Text under study: Begin

Getting the injured worker back to work

Communicating with the injured worker is the key element of your role in the return to work process. Injured workers and their health professionals need to discuss return to work options early. This is an important part of their recovery and the return to work process and having these discussions can help improve your patient’s mental state and encourage a positive attitude about their recovery and getting back to work.

Communicating about the health benefits of working and setting a goal for return to work from the initial consultation is important. As the treating doctor, the information and attitude you impart at the initial consultation sets the scene for the worker and strongly influences future actions. If an employer or insurer has supplied information about possible alternative duties, consider if an opportunity exists to commence an early return to work. Even if the date for return to work changes, it's good for them to have a goal to work towards. Remember that an early return to work, even when the patient isn’t 100 per cent recovered, can be a part of their return to work.

The employer’s active early involvement is encouraged and is crucial to the success of a worker’s return to work. By seeing the employer (with the workers consent) at the time of the initial consultation, the return to work journey can commence as a joint approach. It is helpful if the employer supplies information such as photos of work processes and other jobs available at the workplace. As the treating doctor you may receive requests for further updates from the employer and the insurer following the initial return to work discussions.   

Remember, your positive focus on what your patient can do will help them stay motivated and dedicated to return to work.

Getting the conversation started is important. Here’s some prompts to get you started:

  • "Let's look at what you can do, not what you can't do."

Text under study: End

#### [What to work on]
1 - Answer these questions from the return-to-work guidance above:
(a) Who needs to discuss return to work options early?
(b) What information is it helpful for the employer to supply?
(c) According to the text, what can an early return to work be, even when the patient isn't 100 per cent recovered?
2 - Carry on the return-to-work guidance above from the point where it stops.

Information: Begin

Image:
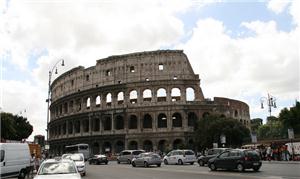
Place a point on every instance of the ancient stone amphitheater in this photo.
(146, 100)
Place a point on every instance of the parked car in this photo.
(52, 168)
(15, 160)
(78, 158)
(98, 159)
(180, 157)
(239, 159)
(146, 159)
(211, 153)
(126, 156)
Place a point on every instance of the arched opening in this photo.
(162, 145)
(132, 122)
(147, 95)
(107, 123)
(161, 95)
(190, 94)
(120, 98)
(108, 99)
(88, 103)
(119, 122)
(147, 146)
(106, 148)
(147, 121)
(178, 144)
(96, 148)
(177, 120)
(133, 145)
(119, 146)
(133, 96)
(98, 101)
(162, 121)
(192, 119)
(175, 94)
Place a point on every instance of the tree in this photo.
(211, 127)
(14, 127)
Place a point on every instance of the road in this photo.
(125, 171)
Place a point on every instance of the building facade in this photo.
(147, 100)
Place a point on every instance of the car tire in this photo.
(201, 163)
(256, 169)
(22, 174)
(212, 167)
(240, 167)
(166, 162)
(146, 164)
(180, 162)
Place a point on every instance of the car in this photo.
(98, 159)
(126, 156)
(239, 159)
(52, 168)
(180, 157)
(78, 158)
(146, 159)
(211, 153)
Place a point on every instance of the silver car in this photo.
(52, 168)
(146, 159)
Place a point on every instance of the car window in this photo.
(223, 155)
(57, 168)
(2, 155)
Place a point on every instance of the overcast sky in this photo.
(241, 50)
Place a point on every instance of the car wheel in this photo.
(146, 164)
(166, 162)
(180, 162)
(22, 174)
(212, 167)
(201, 163)
(240, 167)
(256, 168)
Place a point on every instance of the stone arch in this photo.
(132, 122)
(177, 144)
(192, 119)
(119, 122)
(133, 145)
(119, 146)
(161, 95)
(147, 95)
(175, 94)
(190, 94)
(107, 123)
(162, 121)
(96, 148)
(133, 96)
(148, 146)
(176, 120)
(147, 121)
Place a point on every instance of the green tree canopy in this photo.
(14, 127)
(210, 128)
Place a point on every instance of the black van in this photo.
(239, 159)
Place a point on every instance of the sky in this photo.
(242, 50)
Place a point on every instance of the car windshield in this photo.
(57, 168)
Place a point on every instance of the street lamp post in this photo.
(271, 102)
(49, 92)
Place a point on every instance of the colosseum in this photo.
(146, 100)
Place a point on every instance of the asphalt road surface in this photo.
(126, 171)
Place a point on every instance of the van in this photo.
(127, 155)
(15, 160)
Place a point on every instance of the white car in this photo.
(52, 168)
(180, 157)
(78, 158)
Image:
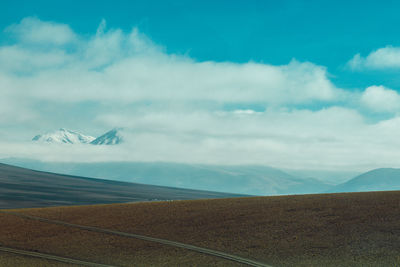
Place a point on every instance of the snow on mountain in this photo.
(113, 137)
(64, 136)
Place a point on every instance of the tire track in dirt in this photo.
(51, 257)
(207, 251)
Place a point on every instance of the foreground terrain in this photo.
(353, 229)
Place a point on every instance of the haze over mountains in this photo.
(65, 136)
(252, 180)
(22, 188)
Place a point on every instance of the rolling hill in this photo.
(21, 187)
(376, 180)
(252, 180)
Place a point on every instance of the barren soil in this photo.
(353, 229)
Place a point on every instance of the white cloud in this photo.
(381, 99)
(31, 30)
(382, 58)
(177, 109)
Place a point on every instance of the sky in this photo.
(289, 84)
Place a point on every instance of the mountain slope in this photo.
(254, 180)
(375, 180)
(64, 136)
(21, 188)
(113, 137)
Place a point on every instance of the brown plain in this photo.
(352, 229)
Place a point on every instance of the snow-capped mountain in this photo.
(113, 137)
(64, 136)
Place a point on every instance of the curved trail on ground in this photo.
(147, 238)
(50, 257)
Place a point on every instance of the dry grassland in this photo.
(357, 229)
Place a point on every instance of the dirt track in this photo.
(51, 257)
(142, 237)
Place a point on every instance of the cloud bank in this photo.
(383, 58)
(175, 108)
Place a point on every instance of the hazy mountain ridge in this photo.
(255, 180)
(113, 137)
(374, 180)
(65, 136)
(23, 188)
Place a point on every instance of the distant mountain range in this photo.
(375, 180)
(23, 188)
(251, 180)
(65, 136)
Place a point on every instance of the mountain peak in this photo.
(112, 137)
(63, 136)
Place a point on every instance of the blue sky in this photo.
(253, 82)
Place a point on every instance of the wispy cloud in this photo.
(382, 58)
(175, 108)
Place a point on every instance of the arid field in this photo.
(353, 229)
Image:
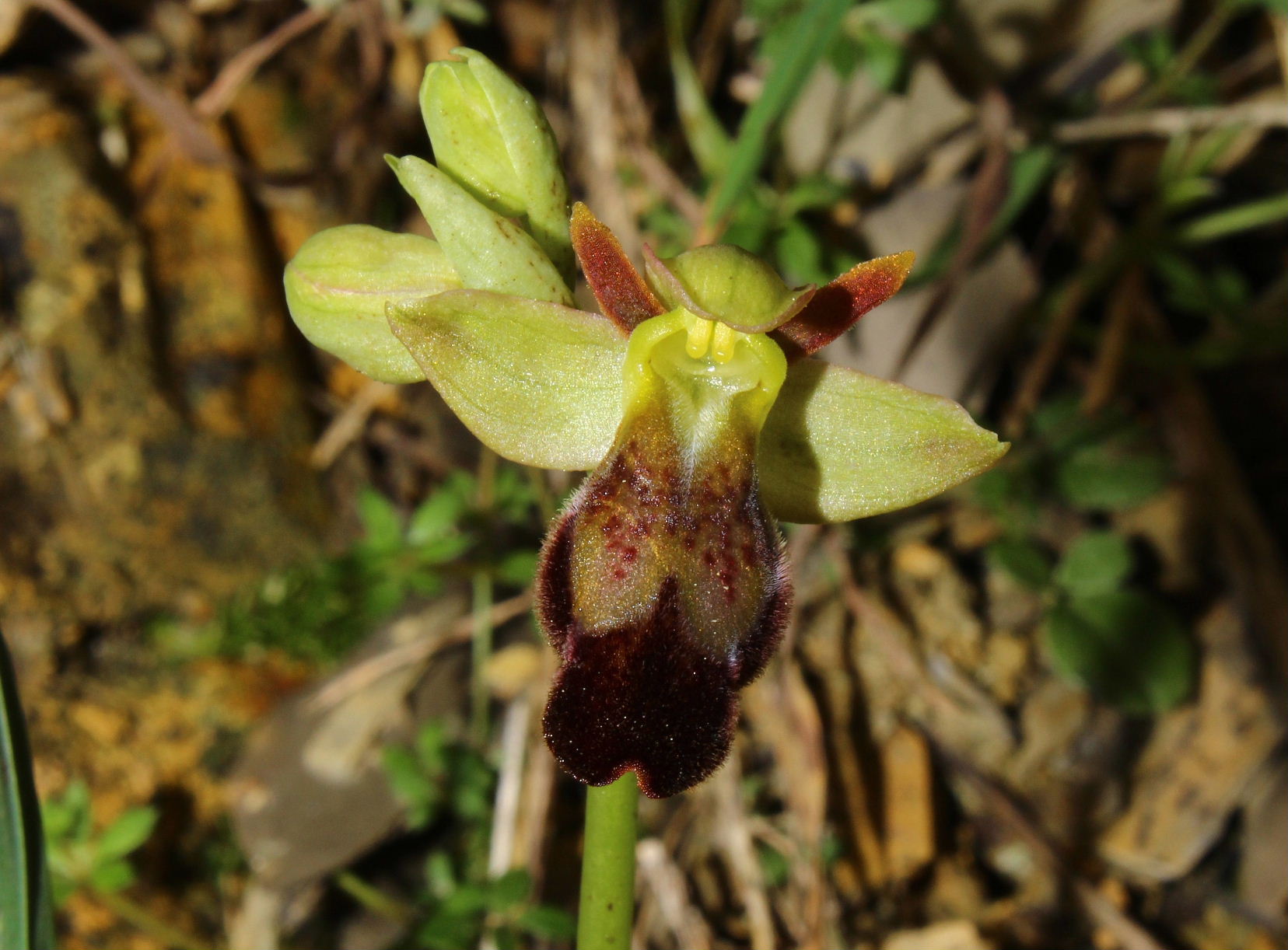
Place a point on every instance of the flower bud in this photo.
(494, 139)
(726, 284)
(341, 282)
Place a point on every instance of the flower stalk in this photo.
(691, 398)
(608, 867)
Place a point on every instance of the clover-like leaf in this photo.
(341, 281)
(491, 135)
(488, 251)
(537, 382)
(840, 445)
(1125, 647)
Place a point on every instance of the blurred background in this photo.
(240, 581)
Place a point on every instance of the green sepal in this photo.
(491, 137)
(840, 445)
(341, 281)
(537, 382)
(488, 251)
(726, 284)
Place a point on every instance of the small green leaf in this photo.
(1095, 563)
(840, 445)
(1023, 561)
(548, 924)
(438, 515)
(509, 890)
(487, 250)
(808, 40)
(1123, 647)
(537, 382)
(1111, 475)
(518, 568)
(383, 531)
(131, 830)
(111, 875)
(341, 281)
(491, 135)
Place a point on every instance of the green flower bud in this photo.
(341, 281)
(726, 284)
(492, 138)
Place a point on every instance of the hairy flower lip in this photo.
(663, 585)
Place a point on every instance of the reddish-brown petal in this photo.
(622, 294)
(840, 304)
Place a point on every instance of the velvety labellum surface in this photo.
(663, 585)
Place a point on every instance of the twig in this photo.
(1103, 254)
(985, 196)
(348, 425)
(594, 49)
(1113, 343)
(174, 115)
(239, 70)
(740, 851)
(665, 879)
(1264, 114)
(365, 673)
(1003, 808)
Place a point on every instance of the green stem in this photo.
(608, 867)
(151, 924)
(482, 649)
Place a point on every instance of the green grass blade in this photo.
(1231, 220)
(26, 914)
(812, 33)
(707, 139)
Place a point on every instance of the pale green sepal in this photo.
(840, 445)
(338, 286)
(491, 135)
(726, 284)
(488, 251)
(537, 382)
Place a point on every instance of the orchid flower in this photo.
(691, 398)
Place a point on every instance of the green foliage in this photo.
(1125, 647)
(800, 48)
(79, 856)
(1156, 51)
(447, 788)
(422, 16)
(322, 609)
(26, 914)
(1119, 643)
(1095, 563)
(1093, 463)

Information: End

#### [Answers to the problems]
1 -
(a) Injured workers and their health professionals.
(b) Information such as photos of work processes and other jobs available at the workplace.
(c) A part of their return to work.

2 -
  • "Work is an important part of your rehabilitation and recovery."
  • "Even if you're not doing your usual tasks at first, being at work, busy, distracted and socially engaged is much better for you than staying at home."
  • "We don't want to put you in a situation that aggravates your condition, but if you just stay at home and rest, it's likely that your recovery will be slower and your pain will be worse."
  • "There's a difference between pain that hurts and pain that harms. I'd expect you to experience some pain regardless of whether you're back at work, but that doesn't mean you're doing any harm."
  • "Nobody knows your work environment better than you and your employer do, so let's work together and ease you back in."
  • "You're making steady progress – I would expect you to continue to improve and be able to start on modified duties after your next appointment."
  • You should ensure you have your patient's consent to contact their employer in accordance with professional obligations. It is preferable to have the patient with you when you're having any conversations about appropriate duties and how the employer could modify the workplace to facilitate an early return to safe work.